» Request
Retype every row below character for character, omitting the pictures.

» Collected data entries
▬▬▬▬▬▬

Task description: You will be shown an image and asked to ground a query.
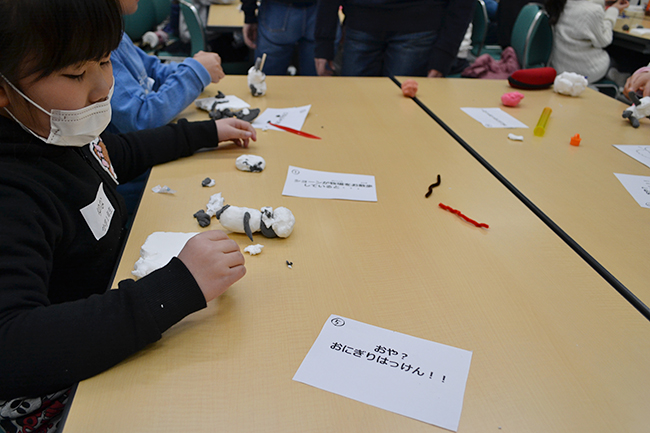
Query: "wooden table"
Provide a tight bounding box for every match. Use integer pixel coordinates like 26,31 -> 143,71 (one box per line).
208,1 -> 244,32
612,11 -> 650,54
64,77 -> 650,433
404,79 -> 650,314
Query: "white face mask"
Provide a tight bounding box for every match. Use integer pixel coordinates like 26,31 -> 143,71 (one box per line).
0,74 -> 115,147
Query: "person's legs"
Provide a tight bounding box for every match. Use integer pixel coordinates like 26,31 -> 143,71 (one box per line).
382,32 -> 437,77
255,0 -> 302,75
298,4 -> 316,76
341,27 -> 386,77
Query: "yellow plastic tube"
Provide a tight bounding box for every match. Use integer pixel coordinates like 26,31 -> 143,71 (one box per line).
533,107 -> 553,137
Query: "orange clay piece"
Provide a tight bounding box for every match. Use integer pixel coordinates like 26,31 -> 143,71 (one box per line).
570,134 -> 582,146
402,80 -> 418,98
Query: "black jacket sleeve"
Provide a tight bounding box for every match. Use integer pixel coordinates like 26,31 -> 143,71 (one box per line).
102,119 -> 219,183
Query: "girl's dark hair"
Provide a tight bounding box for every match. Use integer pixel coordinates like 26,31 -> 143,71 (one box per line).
544,0 -> 566,26
0,0 -> 123,83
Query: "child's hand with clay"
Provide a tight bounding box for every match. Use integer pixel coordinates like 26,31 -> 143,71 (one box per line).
178,230 -> 246,302
215,117 -> 257,148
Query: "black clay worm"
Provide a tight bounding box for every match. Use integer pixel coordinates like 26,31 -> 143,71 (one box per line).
424,175 -> 440,198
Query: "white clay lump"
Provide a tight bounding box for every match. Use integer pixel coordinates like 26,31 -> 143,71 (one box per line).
194,193 -> 296,241
235,155 -> 266,172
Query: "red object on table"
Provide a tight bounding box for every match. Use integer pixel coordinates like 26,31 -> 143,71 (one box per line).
269,122 -> 320,140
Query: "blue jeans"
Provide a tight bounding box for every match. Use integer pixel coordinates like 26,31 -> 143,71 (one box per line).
341,27 -> 438,77
255,0 -> 316,75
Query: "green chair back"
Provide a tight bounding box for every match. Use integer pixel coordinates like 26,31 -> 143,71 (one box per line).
510,3 -> 553,69
124,0 -> 158,41
179,0 -> 207,57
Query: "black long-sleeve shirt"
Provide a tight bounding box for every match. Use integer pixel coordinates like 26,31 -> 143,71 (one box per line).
0,116 -> 218,399
315,0 -> 476,75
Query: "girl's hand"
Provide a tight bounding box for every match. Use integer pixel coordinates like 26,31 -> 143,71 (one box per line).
178,230 -> 246,302
623,71 -> 650,99
611,0 -> 630,14
215,117 -> 257,148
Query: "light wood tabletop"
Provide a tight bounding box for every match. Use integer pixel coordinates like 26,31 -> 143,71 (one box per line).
208,0 -> 244,32
400,79 -> 650,312
64,76 -> 650,433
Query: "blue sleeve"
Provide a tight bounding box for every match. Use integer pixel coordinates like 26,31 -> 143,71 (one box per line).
109,34 -> 211,132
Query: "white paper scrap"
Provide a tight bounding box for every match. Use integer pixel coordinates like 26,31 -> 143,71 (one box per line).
461,107 -> 528,128
614,173 -> 650,209
614,144 -> 650,167
131,232 -> 197,278
252,105 -> 311,131
282,165 -> 377,201
293,315 -> 472,431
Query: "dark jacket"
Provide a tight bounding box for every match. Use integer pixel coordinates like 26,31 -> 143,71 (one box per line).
315,0 -> 476,75
0,116 -> 218,399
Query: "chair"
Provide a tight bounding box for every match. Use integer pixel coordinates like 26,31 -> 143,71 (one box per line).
156,0 -> 210,61
510,3 -> 553,69
124,0 -> 159,41
179,0 -> 207,57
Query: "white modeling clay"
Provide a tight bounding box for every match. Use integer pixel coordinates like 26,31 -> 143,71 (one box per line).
553,72 -> 587,96
244,244 -> 264,256
623,92 -> 650,128
262,207 -> 296,238
235,155 -> 266,171
131,232 -> 196,278
205,192 -> 223,217
248,66 -> 266,96
194,193 -> 296,241
218,206 -> 262,233
151,185 -> 176,194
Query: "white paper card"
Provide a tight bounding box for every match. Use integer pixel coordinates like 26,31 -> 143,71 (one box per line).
194,95 -> 250,111
614,173 -> 650,209
293,315 -> 472,431
79,183 -> 115,240
614,144 -> 650,167
461,107 -> 528,128
252,105 -> 311,131
282,165 -> 377,201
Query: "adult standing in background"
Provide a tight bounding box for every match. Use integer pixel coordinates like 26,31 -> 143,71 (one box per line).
316,0 -> 476,77
496,0 -> 544,48
242,0 -> 316,75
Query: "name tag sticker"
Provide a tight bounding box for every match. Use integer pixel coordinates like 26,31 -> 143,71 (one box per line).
80,183 -> 115,240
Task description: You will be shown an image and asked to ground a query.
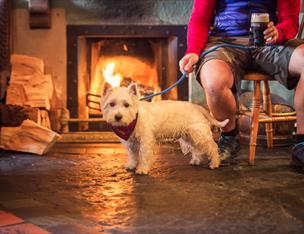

▬▬▬▬▬▬

» Written answer
Task description: You will be shown an image and asked to ground a query.
Query: "wooden table"
Provide a tight bounding box for every match. Use integer pixel coordinates like 26,31 -> 143,71 (one box per line).
208,1 -> 244,32
612,11 -> 650,54
64,77 -> 650,433
404,79 -> 650,314
Query: "white face mask"
Provide a tight bounding box for every match. Use integer pixel coordinates like 26,31 -> 143,71 (one box per line).
0,74 -> 115,147
Query: "person's legs"
Provide a tight bounding box for every match. Use integer pixel coordinates like 26,31 -> 143,71 (one box per line).
382,32 -> 437,77
255,0 -> 302,75
298,4 -> 316,76
341,27 -> 386,77
Query: "yellow plastic tube"
Provide a tight bounding box for every match. Use integer pixel coordinates like 26,31 -> 143,71 (one box per line).
533,107 -> 553,137
Query: "orange clay piece"
Provide a tight bounding box for every match. Use integer pixel coordinates like 26,31 -> 143,71 (one box per line).
570,134 -> 582,146
402,80 -> 418,98
Query: "black jacket sleeve"
Provide a tight bounding box for every match. Use integer pixel coordinates like 26,31 -> 143,71 (one box per line).
102,119 -> 219,183
Query: "girl's dark hair"
Provide a tight bounding box for every match. Use integer pixel coordinates like 26,31 -> 143,71 (one box per line).
544,0 -> 566,26
0,0 -> 123,83
Query: "child's hand with clay"
Provide a tight bounding box for every match. Use integer pixel coordinates like 26,31 -> 143,71 (one box per line).
178,230 -> 246,302
215,117 -> 257,148
Query: "black clay worm"
Provide a tight bounding box for every match. Use integer pixel coordinates like 26,31 -> 143,71 (one box per line).
424,175 -> 440,198
Query: "white clay lump"
Provide a tight bounding box for every match. Use integer pixel coordinates like 26,31 -> 143,71 (one box per line).
194,193 -> 296,241
235,155 -> 266,172
Query: "red object on table"
Provide a tight bounding box for every match. Use integer pixel coordinates like 26,31 -> 143,71 (one box per line).
269,122 -> 320,140
Query: "blue jeans"
Provide a tight bounding box for every match. Use integer pixel coordinates like 26,31 -> 143,71 (one box per line).
341,27 -> 438,77
255,0 -> 316,75
Query: "green chair back"
Provide a tight bounding box for every match. Use integer pixel coordinates like 26,31 -> 143,71 (one box per line).
510,3 -> 553,69
124,0 -> 158,41
179,0 -> 207,57
Query: "black long-sleeve shirt"
Provide a tight bounding box for every match. Use integer pixel coordinates like 26,31 -> 143,71 (one box per line).
0,116 -> 218,399
315,0 -> 476,75
Query: "girl's hand"
Provide a tight bounding box for every match. Use integer pixel coordinates like 26,31 -> 143,71 (one box per line).
178,230 -> 246,302
623,71 -> 650,99
611,0 -> 630,14
215,117 -> 257,148
Query: "light wood tabletop"
Provide a tight bounding box for every match. Use integer pixel coordinates like 26,31 -> 143,71 (one box per line).
208,0 -> 244,32
400,79 -> 650,312
64,76 -> 650,433
Query: "blue sleeve"
Provide a tight bounding box for every match. Use integer pixel coordinates like 26,31 -> 143,71 (one box per line).
109,34 -> 211,132
Query: "white paper scrap"
Provide a tight bounding box for every match. Use integer pixel coordinates like 26,31 -> 143,71 (one box per line).
461,107 -> 528,128
614,173 -> 650,209
614,144 -> 650,167
131,232 -> 197,278
252,105 -> 311,131
282,165 -> 377,201
293,315 -> 472,431
Query: "dark jacket"
Provide a tight bounding box for every match. Use integer pixel coordinates like 26,31 -> 143,71 (one box per line).
315,0 -> 476,75
0,116 -> 218,399
Query: "chair"
Provide a tight bounding box for every match. Use integer pixel coordinates like 26,31 -> 143,71 (one box per line).
156,0 -> 210,61
510,3 -> 553,69
124,0 -> 159,41
179,0 -> 207,57
Query: "white modeling clay"
Provide a tight bounding box for every match. Use integer pixel coordinates like 26,31 -> 143,71 (one box per line).
553,72 -> 587,96
244,244 -> 264,256
623,92 -> 650,128
262,207 -> 296,238
235,155 -> 266,171
131,232 -> 196,278
205,192 -> 223,217
248,66 -> 266,96
194,193 -> 296,241
218,206 -> 262,233
151,185 -> 176,194
Query: "white paper card"
Provide a tight bounding box for every match. Use integer pixel coordinates like 26,31 -> 143,71 (one box per line).
194,95 -> 250,111
614,173 -> 650,209
293,315 -> 472,431
79,183 -> 115,240
614,144 -> 650,167
461,107 -> 528,128
252,105 -> 311,131
282,165 -> 377,201
Query: "adult standing in background"
Provide a tight bounding box for every match. Use integer pixel coordinates like 26,31 -> 143,71 (one box per line).
316,0 -> 476,77
496,0 -> 544,48
242,0 -> 316,75
Query: "name tag sticker"
Provide a tight bounding box for every match. Use integer pixel coordinates like 26,31 -> 143,71 (one box per line).
80,183 -> 115,240
Task description: You will be shown an image and asked to ground a query.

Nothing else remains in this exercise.